TASK INPUT:
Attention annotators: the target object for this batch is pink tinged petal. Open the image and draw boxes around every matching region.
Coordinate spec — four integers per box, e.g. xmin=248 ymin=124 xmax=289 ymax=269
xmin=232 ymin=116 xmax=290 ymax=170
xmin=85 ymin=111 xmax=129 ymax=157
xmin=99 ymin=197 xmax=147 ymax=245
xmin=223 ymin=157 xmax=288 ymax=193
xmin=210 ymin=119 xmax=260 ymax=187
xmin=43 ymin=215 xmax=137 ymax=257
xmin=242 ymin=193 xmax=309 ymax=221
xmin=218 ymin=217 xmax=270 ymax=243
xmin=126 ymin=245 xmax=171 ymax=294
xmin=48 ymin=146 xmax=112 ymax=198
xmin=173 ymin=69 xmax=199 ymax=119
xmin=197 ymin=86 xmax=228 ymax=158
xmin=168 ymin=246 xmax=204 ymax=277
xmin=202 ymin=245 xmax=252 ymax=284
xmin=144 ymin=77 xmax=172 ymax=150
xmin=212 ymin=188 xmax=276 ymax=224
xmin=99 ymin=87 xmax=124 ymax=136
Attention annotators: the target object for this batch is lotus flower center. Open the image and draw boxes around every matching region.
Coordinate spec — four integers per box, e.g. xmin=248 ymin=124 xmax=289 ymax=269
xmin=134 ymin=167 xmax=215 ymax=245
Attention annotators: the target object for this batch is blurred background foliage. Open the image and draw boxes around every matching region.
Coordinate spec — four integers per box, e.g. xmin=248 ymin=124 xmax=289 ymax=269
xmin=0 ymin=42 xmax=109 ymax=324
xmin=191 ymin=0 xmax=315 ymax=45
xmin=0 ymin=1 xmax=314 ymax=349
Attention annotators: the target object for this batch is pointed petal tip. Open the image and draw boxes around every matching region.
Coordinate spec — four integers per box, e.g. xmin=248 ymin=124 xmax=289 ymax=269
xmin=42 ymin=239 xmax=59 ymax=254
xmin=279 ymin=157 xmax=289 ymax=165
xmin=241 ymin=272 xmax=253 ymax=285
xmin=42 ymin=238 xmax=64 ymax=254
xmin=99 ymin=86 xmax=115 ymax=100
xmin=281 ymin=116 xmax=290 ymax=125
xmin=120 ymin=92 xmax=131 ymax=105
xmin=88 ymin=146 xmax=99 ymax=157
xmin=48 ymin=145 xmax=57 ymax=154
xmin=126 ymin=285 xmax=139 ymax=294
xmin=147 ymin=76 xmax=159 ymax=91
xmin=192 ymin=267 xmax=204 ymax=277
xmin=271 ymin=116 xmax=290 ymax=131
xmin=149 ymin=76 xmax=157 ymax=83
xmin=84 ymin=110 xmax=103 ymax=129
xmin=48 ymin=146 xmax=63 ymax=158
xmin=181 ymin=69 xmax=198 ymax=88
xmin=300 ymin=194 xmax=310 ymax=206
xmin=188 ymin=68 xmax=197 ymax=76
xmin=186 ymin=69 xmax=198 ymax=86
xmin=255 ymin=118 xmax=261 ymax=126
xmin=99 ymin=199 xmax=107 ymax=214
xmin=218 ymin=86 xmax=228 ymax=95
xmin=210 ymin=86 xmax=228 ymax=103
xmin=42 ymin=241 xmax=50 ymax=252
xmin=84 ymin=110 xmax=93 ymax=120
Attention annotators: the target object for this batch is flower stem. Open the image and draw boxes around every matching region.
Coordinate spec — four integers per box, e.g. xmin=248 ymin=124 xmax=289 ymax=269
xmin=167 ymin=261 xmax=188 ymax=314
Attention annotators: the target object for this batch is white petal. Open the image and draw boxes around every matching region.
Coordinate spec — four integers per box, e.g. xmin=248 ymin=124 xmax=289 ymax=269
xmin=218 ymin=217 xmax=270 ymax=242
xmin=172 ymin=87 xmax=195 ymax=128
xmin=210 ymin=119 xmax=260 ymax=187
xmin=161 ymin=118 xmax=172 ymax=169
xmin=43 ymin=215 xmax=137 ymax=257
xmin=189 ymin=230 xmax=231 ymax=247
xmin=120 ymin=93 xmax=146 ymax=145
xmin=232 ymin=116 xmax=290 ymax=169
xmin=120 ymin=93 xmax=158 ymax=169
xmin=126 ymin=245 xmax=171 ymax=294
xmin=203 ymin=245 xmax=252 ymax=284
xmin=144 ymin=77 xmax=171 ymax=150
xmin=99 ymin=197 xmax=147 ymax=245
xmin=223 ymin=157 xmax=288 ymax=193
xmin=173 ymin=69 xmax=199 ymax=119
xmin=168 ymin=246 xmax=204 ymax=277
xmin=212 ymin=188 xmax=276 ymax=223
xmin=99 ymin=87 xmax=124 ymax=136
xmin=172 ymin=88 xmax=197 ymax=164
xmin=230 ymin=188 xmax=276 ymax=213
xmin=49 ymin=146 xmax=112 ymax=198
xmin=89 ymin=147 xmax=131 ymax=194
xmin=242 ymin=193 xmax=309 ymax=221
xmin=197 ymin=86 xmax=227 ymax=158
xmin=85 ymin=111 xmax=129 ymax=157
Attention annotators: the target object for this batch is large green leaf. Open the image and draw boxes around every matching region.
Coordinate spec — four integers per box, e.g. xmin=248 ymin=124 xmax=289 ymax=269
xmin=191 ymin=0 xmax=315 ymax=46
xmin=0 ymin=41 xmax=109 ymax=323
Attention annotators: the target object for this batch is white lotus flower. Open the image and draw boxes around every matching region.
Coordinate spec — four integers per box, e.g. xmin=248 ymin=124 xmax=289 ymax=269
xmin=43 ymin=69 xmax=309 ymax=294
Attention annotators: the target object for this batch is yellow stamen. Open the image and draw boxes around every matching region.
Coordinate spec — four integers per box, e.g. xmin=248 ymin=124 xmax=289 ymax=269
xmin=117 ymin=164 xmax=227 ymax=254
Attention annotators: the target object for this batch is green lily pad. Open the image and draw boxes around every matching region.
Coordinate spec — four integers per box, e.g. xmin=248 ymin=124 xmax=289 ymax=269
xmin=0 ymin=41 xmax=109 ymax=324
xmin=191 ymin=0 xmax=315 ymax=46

ACTIVITY: With "image" as the word to match, copy each line of the records that has it.

THE ANSWER:
Attention annotators: the target object for this batch is pink tinged petal. Open the image and draw boxes around every matching region.
Attention annotators: the target object for this batch is lotus flower center. Open the image and draw boxes around every matching region.
Attention annotators: the target object for this batch is blurred background foliage. Open the image and draw boxes around every matching region.
Attention annotators: the target object for this batch is pointed petal tip. Open the image and draw boxes around every matching region.
Attention annotators: the target object for this batch is flower stem. Open the image and draw boxes around every matching region.
Attention annotators: the target object for this batch is white petal. Open the image and draw boxes around every matching region.
Attention annotators: the target object for this batch is large green leaf. Open the image and draw boxes around every matching region.
Attention annotators: the target object for this batch is white lotus flower. Open the image and draw boxes around every matching region.
Attention annotators: the target object for this batch is yellow stamen. Open the image and draw boxes around every matching region.
Attention annotators: the target object for this batch is green lily pad. Open the image and draw boxes around every matching region.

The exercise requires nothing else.